** Given records follows **

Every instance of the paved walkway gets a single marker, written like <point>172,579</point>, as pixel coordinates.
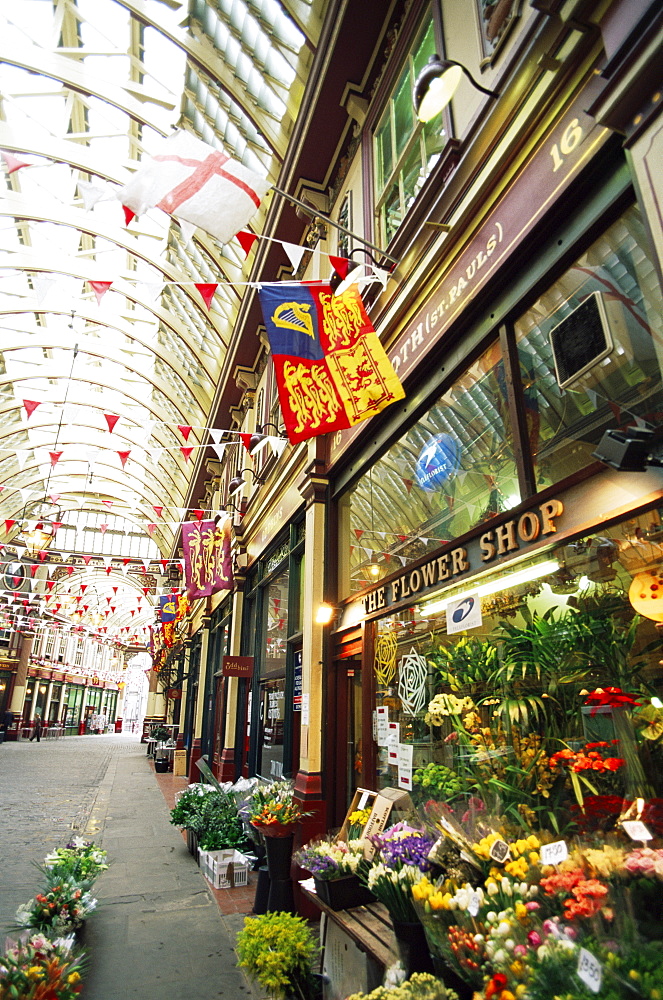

** End of Given records **
** Given records follows **

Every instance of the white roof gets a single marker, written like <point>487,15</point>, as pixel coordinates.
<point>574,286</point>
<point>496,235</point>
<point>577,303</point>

** End of Given records **
** Given records follows **

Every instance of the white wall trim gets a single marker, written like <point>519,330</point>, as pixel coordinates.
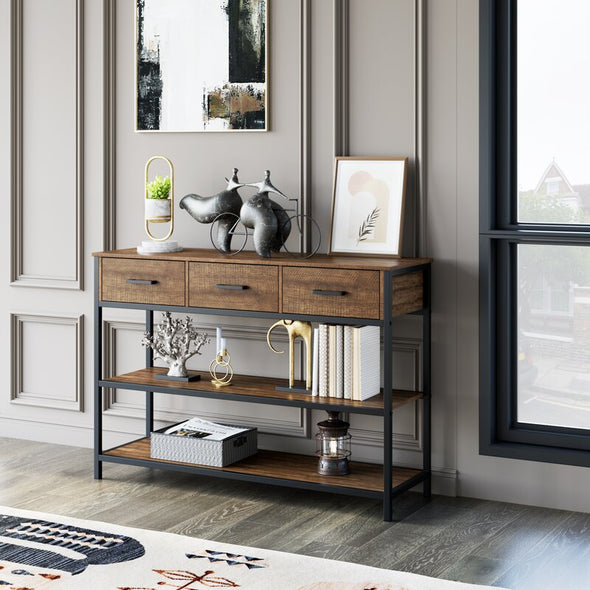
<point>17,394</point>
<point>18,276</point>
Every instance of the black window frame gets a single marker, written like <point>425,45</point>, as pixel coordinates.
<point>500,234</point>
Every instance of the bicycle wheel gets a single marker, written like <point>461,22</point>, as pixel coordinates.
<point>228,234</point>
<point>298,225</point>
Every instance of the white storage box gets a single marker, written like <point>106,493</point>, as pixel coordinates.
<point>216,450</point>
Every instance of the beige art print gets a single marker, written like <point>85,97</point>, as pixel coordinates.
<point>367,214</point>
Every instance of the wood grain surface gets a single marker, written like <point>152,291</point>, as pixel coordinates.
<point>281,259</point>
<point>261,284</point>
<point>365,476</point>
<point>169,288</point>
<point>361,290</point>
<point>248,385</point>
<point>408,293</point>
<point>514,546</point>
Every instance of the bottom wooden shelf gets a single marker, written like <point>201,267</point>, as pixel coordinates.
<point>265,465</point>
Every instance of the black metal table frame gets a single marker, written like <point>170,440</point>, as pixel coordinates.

** End of Given records **

# Try it:
Reproduce, word for word, everything in the listing above from the line containing "Every instance of the white wall" down to the line containing "Every instance of the black metal", both of them included. No pictures.

# Written response:
Every instance of the white wall trim gets a single marker, written like <point>519,330</point>, as pixel coordinates.
<point>17,394</point>
<point>18,276</point>
Every instance of the black window frame gets a single marker, written like <point>425,45</point>, as pixel coordinates.
<point>500,234</point>
Every instance of the bicycle wheel gets a single marker, written like <point>461,22</point>, as pixel coordinates.
<point>228,234</point>
<point>298,225</point>
Every instance of the white storage box gets a single marker, written like <point>106,493</point>, as pixel coordinates.
<point>216,450</point>
Every instance of the beige art print gets a single marker, written like <point>85,97</point>, as pixel coordinates.
<point>367,214</point>
Every instance of the wood grain surface gets a single marker, written like <point>152,291</point>, as pixel coordinates.
<point>281,259</point>
<point>261,284</point>
<point>365,476</point>
<point>169,288</point>
<point>361,290</point>
<point>248,385</point>
<point>408,293</point>
<point>514,546</point>
Every instance of the bottom wooden shelf gets a single marker, written like <point>201,267</point>, as pixel coordinates.
<point>265,465</point>
Every instance of the black metal table frame gets a single marker, written like <point>170,440</point>, as pixel coordinates.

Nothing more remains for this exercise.